━━━ INPUT DATA ━━━
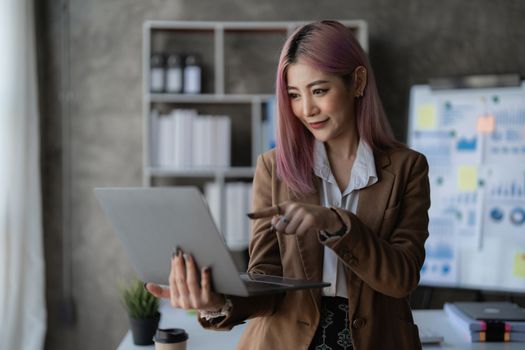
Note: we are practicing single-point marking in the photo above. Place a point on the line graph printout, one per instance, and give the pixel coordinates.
(474, 141)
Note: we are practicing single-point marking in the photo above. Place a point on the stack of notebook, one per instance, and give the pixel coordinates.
(488, 321)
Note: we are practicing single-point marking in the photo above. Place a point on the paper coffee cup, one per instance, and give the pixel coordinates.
(170, 339)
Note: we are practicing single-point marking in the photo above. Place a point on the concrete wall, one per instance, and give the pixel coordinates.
(410, 41)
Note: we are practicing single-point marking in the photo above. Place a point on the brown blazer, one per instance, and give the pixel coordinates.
(383, 254)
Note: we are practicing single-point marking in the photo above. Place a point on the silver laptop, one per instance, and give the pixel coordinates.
(152, 222)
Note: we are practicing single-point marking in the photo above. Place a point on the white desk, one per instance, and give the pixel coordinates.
(201, 339)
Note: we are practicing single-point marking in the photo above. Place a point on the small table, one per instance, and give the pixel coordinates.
(202, 339)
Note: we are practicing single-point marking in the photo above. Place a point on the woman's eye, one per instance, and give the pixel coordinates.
(320, 91)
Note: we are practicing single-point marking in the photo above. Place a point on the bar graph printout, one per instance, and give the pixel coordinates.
(474, 140)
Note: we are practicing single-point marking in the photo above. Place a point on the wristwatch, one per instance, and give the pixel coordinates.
(339, 232)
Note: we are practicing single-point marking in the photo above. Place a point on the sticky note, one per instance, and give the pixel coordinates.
(467, 178)
(486, 124)
(426, 116)
(518, 267)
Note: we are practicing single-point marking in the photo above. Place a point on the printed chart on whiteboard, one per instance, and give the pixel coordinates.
(474, 140)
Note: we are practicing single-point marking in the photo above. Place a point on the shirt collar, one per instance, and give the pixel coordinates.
(363, 172)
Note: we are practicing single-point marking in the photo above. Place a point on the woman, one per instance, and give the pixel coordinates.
(339, 200)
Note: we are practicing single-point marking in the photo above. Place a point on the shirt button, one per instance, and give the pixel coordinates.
(358, 323)
(346, 255)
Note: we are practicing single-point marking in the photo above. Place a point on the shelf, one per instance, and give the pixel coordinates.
(206, 98)
(247, 172)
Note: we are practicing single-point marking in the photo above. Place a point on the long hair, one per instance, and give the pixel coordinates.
(330, 47)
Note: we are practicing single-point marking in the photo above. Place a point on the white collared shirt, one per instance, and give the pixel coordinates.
(363, 174)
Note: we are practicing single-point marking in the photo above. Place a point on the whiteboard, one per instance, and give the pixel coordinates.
(474, 140)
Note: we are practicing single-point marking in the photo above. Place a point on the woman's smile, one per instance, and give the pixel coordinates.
(318, 124)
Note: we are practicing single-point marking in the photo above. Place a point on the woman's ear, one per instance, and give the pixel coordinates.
(360, 76)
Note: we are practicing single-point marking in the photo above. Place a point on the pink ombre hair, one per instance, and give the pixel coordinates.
(330, 47)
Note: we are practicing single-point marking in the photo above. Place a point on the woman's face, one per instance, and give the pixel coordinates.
(321, 101)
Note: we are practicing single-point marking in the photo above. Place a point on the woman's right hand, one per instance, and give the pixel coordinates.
(184, 290)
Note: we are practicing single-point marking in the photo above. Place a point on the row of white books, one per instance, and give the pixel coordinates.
(184, 139)
(232, 221)
(269, 125)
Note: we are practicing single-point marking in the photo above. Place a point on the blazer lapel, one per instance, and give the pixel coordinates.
(373, 201)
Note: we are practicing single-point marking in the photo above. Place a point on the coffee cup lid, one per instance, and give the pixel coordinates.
(170, 335)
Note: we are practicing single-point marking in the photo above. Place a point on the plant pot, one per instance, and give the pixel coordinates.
(143, 329)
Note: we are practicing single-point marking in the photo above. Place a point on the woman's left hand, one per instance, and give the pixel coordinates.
(297, 218)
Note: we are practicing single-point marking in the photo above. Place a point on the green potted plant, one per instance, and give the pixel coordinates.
(143, 312)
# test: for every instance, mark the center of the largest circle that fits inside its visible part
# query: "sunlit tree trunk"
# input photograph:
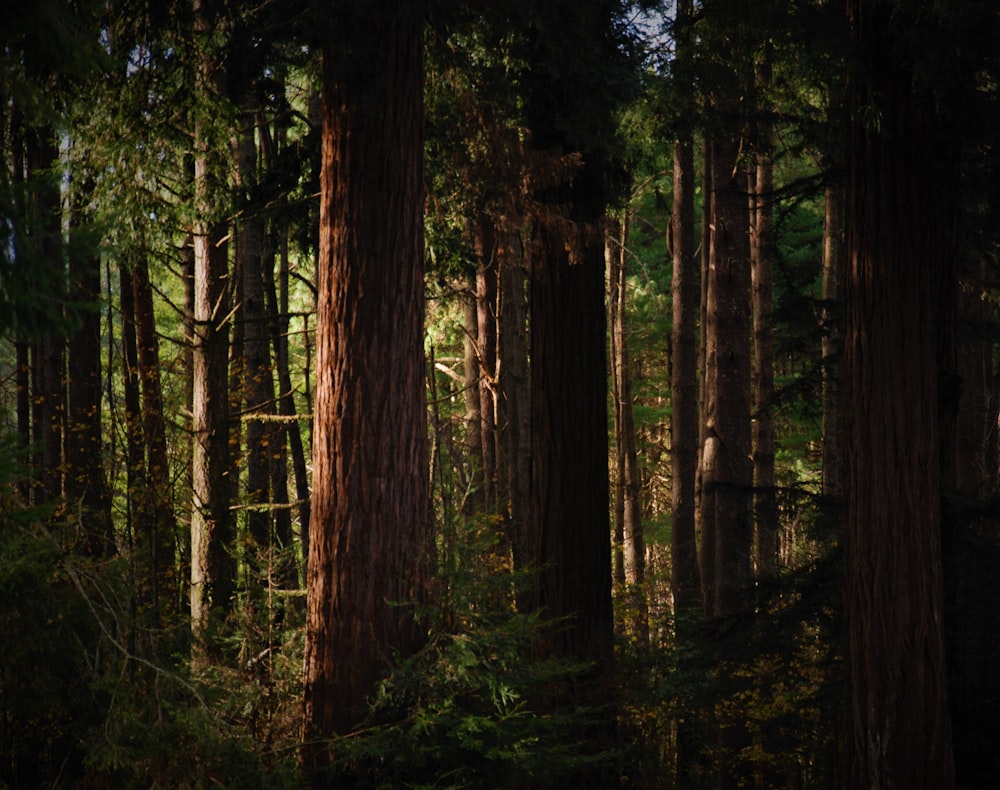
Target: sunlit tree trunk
(369, 542)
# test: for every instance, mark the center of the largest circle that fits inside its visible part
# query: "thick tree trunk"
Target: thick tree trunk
(369, 542)
(900, 398)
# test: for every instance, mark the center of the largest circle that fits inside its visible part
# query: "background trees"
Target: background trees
(183, 314)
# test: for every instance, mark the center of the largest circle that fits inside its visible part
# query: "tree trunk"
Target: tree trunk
(212, 562)
(629, 484)
(686, 295)
(726, 468)
(48, 359)
(513, 381)
(87, 495)
(832, 342)
(163, 541)
(727, 473)
(255, 368)
(475, 500)
(286, 400)
(369, 543)
(900, 397)
(762, 255)
(486, 344)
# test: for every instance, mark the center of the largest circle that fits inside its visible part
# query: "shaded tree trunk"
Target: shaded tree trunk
(762, 253)
(834, 262)
(686, 296)
(286, 399)
(513, 380)
(87, 494)
(899, 400)
(475, 500)
(163, 541)
(627, 483)
(369, 542)
(726, 468)
(48, 357)
(486, 348)
(255, 368)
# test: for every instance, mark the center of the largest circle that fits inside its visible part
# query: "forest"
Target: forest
(511, 394)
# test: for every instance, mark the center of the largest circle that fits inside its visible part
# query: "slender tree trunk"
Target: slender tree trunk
(475, 500)
(628, 485)
(686, 295)
(765, 502)
(370, 530)
(513, 381)
(22, 378)
(212, 562)
(726, 468)
(727, 473)
(832, 323)
(486, 343)
(137, 516)
(49, 357)
(685, 401)
(256, 372)
(706, 552)
(86, 489)
(286, 400)
(163, 543)
(900, 398)
(612, 241)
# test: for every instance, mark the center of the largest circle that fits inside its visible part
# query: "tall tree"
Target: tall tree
(762, 254)
(686, 307)
(568, 531)
(628, 510)
(212, 531)
(900, 396)
(368, 548)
━━━
* [WHAT YOU HAVE TO DO] Looking at the records above, count the lines with the word "query" in them; reply with the number only.

* [EXPECTED OUTPUT] 8